→ **УСЛОВИЕ ЗАДАНИЯ**:
Воспроизведи дословно отрывок из статьи о Пелевине: начни со слов «Как ни разнообразна» и остановись после слов «реальность – нужное подчеркнуть).».

ПЕЛЕВИН: ШИЗОТЕРИКА ДЛЯ МЕРЧЕНДАЙЗЕРОВ
Ментально ПВО сформировался в конце 1980-х. Духовными ориентирами позднесоветской интеллигенции были машинописная копия «Живой этики» и газета «Совершенно секретно», а слова «кундалини» и «гэбня» служили паролем для избранных. Оттого у любого пелевинского текста есть два слагаемых: трехгрошовая конспирология и кухонная эзотерика.
Как ни разнообразна последняя, Верховный Бодхиерей всея Руси стабильно выруливает к проповеди о фантомности всего сущего. Иллюзорен мир, созданный усилиями какой-нибудь злонамеренной закулисы (CIA, Federal Reserve System, масонов, – нужное подчеркнуть). Иллюзорна человеческая личность – ее заменили разномастные суррогаты (рекламные слоганы, кредитно-дефолтные свопы, виртуальная реальность – нужное подчеркнуть).
Этим, собственно, исчерпывается интеллектуальная составляющая пелевинских романов. Благая весть не ахти какой свежести – достаточно вспомнить тезис Нагарджуны о пустотности всех дхарм. Все остальное – самодельная шизотерика в виде неукротимой логореи (сами понимаете, договорный объем). «Смотритель» едва ли не на три четверти состоит из километровых диалогов об устройстве Идиллиума, очередного воображариума. Из 17 глав «Batman’а Apollo» 12 посвящены лекциям – о вампонавигаторах, Великой Мыши, Тайном Черном пути и прочих упыриных премудростях:
«Все душевные метания людей становятся источником питающего нас психического излучения. Его производит так называемый ум “Б”. Ум “Б” – это вовлеченная в лингвистическое мышление часть сознания, где слова и основанные на них образы сталкиваются и реагируют друг с другом, образуя нечто вроде смысловой вольтовой дуги, на которую человек завороженно глядит всю свою жизнь как на единственную реальность. Сжигая гламуродискурс, ум “Б” производит излучение особого рода, которое вампиры называют агрегатом “М5”».

→ **ЗАПИСИ**:
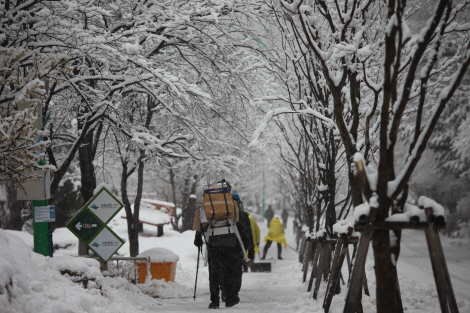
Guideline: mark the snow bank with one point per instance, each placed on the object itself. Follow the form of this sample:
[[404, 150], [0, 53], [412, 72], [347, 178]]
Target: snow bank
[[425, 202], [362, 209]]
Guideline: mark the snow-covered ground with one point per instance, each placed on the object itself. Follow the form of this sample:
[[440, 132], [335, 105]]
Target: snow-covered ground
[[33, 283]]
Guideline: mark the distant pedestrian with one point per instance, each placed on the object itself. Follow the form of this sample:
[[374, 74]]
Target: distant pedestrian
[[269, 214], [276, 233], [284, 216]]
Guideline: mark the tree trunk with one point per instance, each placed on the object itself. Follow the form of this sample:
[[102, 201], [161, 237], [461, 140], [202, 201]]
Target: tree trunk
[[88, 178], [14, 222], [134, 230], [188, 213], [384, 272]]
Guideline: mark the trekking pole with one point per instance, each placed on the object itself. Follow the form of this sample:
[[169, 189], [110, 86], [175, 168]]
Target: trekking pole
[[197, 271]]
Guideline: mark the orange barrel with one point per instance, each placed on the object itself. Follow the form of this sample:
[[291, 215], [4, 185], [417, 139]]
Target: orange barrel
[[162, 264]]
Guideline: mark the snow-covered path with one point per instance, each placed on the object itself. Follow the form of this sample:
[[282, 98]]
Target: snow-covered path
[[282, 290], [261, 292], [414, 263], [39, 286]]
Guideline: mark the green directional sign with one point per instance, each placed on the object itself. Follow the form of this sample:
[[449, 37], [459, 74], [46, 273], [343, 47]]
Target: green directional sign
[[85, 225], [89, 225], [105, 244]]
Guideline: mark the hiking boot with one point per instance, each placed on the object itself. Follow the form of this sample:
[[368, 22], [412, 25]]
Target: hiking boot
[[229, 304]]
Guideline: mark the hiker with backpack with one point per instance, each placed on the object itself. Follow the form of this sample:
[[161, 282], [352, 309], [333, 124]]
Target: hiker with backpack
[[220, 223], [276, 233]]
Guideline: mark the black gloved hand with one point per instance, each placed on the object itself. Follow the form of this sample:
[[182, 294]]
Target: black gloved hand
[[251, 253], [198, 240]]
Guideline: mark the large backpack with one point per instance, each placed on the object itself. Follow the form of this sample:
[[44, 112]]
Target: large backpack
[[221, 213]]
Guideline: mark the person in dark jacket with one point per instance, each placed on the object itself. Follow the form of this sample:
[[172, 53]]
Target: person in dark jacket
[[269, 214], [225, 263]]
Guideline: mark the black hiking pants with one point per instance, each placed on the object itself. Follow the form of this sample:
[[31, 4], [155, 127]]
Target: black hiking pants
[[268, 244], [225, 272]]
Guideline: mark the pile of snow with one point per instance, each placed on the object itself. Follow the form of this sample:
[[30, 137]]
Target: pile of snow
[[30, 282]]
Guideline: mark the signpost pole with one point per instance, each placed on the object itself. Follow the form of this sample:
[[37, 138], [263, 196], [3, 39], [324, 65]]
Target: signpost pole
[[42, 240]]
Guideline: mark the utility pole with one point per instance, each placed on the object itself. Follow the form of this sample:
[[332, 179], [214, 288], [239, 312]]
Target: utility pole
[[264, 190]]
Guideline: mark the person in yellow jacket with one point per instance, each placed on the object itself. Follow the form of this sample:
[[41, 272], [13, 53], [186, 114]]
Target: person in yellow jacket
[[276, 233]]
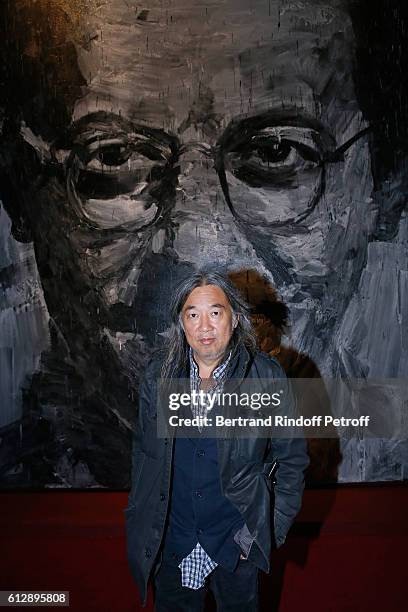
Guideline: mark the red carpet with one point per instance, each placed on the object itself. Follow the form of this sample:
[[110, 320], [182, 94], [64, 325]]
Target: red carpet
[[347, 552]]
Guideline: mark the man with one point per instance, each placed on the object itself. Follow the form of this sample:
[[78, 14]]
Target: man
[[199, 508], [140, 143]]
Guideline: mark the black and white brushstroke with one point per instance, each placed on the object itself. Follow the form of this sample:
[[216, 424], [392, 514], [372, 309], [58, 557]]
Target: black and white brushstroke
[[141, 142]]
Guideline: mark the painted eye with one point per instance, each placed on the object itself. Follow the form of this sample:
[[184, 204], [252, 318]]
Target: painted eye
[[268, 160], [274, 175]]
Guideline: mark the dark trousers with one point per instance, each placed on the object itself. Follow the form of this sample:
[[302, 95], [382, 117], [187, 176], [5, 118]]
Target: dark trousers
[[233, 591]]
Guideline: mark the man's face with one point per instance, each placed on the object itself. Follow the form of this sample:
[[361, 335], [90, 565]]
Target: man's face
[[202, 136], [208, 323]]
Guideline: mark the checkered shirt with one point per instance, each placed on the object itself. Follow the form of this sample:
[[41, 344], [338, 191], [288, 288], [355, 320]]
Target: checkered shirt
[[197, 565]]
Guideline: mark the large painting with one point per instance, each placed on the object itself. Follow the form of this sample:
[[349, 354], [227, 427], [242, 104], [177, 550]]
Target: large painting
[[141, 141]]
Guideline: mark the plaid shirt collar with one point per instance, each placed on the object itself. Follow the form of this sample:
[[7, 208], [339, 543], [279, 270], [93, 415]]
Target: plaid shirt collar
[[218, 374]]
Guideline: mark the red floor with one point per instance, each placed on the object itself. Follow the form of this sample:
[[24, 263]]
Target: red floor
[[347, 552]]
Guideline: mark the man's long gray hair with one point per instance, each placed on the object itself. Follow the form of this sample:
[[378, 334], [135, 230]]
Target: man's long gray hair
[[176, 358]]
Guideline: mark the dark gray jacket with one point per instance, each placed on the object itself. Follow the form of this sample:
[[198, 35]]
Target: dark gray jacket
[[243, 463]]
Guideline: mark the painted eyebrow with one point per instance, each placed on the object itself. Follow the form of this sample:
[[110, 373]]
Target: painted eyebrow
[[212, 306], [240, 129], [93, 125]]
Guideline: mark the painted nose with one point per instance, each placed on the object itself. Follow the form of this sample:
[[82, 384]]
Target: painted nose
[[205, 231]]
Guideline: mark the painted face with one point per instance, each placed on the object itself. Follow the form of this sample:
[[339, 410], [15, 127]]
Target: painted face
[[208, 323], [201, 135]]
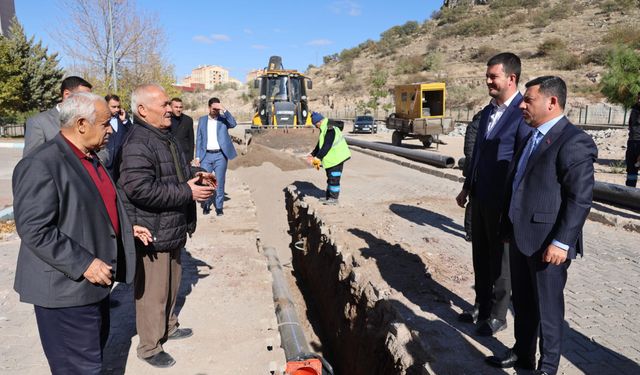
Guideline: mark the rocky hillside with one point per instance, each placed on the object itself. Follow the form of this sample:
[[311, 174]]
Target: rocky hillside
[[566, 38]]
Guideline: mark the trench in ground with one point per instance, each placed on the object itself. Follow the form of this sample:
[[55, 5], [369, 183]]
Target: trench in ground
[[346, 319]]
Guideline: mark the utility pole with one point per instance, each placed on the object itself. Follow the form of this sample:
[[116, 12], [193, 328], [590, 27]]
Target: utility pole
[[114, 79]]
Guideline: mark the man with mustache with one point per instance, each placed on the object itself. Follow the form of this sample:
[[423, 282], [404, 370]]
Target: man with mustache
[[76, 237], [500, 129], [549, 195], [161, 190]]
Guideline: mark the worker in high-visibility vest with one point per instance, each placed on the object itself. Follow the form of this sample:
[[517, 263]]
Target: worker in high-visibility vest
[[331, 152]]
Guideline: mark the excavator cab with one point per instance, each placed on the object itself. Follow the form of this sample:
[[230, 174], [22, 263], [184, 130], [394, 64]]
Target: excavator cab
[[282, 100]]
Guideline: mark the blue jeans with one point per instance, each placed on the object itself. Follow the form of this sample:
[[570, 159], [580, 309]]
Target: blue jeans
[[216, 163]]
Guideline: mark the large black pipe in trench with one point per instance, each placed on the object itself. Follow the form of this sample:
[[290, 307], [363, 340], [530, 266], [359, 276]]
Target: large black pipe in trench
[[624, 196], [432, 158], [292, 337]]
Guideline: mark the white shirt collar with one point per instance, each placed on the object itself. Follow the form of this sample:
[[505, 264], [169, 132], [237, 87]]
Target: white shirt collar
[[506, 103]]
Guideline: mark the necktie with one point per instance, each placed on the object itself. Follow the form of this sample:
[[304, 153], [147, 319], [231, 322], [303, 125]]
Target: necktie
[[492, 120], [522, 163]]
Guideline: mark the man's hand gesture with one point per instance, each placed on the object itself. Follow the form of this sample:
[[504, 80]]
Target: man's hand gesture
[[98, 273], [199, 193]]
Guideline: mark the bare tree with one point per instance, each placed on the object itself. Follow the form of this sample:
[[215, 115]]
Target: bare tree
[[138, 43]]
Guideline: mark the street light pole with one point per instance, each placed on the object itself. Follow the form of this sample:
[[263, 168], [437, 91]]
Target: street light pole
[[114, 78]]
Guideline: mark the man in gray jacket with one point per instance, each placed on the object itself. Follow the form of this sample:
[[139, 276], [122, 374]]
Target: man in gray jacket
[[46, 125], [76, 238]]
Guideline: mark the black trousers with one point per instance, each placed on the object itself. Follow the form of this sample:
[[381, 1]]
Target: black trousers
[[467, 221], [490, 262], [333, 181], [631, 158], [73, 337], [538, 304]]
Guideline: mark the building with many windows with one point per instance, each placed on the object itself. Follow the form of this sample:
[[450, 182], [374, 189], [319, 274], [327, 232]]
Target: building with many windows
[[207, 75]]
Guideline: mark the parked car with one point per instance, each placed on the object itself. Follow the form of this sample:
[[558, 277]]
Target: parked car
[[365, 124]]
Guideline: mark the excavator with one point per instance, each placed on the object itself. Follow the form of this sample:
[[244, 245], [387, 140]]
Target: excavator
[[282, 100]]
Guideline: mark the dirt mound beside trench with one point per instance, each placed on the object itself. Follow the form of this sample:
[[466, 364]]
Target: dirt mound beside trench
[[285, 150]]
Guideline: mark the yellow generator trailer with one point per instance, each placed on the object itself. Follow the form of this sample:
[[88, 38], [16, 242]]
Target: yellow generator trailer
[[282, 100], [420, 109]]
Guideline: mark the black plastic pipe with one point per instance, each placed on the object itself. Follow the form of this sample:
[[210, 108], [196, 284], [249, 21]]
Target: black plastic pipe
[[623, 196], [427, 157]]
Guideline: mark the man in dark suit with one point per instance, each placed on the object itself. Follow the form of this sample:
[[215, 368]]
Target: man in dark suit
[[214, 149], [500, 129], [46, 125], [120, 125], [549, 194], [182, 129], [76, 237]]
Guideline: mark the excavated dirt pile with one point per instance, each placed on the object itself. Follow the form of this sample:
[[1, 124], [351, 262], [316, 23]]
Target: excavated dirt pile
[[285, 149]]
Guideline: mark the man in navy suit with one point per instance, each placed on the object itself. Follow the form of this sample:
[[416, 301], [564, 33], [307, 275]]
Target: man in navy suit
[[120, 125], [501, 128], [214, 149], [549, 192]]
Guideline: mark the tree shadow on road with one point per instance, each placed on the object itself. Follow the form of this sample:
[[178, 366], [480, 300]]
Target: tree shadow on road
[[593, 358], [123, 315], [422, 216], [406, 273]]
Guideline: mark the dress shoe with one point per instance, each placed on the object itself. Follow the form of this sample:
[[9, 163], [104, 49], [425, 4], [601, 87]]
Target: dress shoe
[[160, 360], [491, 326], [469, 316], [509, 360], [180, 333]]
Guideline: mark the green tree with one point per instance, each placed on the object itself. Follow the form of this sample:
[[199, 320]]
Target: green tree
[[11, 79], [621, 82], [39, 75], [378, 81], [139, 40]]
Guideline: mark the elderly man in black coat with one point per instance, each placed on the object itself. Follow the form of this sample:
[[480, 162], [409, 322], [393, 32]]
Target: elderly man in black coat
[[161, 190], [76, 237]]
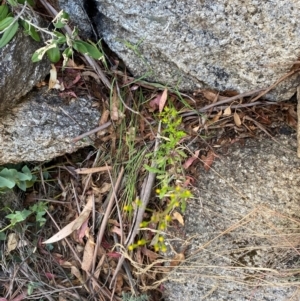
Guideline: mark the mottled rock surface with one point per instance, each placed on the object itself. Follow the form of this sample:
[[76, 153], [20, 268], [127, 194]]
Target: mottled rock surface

→ **РЕШЕНИЕ ЗАДАЧИ**:
Как ни разнообразна последняя, Верховный Бодхиерей всея Руси стабильно выруливает к проповеди о фантомности всего сущего. Иллюзорен мир, созданный усилиями какой-нибудь злонамеренной закулисы (CIA, Federal Reserve System, масонов, – нужное подчеркнуть). Иллюзорна человеческая личность – ее заменили разномастные суррогаты (рекламные слоганы, кредитно-дефолтные свопы, виртуальная реальность – нужное подчеркнуть).